Filter the material below so that only lines containing "instance" remain.
▼
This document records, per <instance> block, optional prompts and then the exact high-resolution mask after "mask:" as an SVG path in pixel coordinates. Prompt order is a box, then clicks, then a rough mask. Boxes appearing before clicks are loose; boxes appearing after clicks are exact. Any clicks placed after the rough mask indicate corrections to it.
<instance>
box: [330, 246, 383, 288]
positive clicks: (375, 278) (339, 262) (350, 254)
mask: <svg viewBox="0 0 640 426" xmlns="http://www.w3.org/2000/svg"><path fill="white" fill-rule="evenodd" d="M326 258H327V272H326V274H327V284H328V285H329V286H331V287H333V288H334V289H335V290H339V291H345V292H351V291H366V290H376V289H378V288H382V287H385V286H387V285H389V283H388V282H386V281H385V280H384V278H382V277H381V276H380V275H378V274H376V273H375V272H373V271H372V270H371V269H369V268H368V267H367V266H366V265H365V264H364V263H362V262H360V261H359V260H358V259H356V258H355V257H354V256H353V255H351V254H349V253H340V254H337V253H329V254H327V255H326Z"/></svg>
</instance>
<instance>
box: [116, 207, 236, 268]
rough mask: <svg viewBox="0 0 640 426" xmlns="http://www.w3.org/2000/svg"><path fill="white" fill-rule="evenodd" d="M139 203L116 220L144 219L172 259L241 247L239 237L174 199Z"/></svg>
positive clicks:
▲
## RESULT:
This document records, per <instance> block, optional prompts and then the exact high-resolution mask after "mask:" as an SVG path in pixel coordinates. Prompt order is a box, then clicks, then a rough mask. Boxes appearing before clicks are loose; boxes appearing after clicks are exact. Any clicks placed after the rough mask indicate corrections to it.
<instance>
</instance>
<instance>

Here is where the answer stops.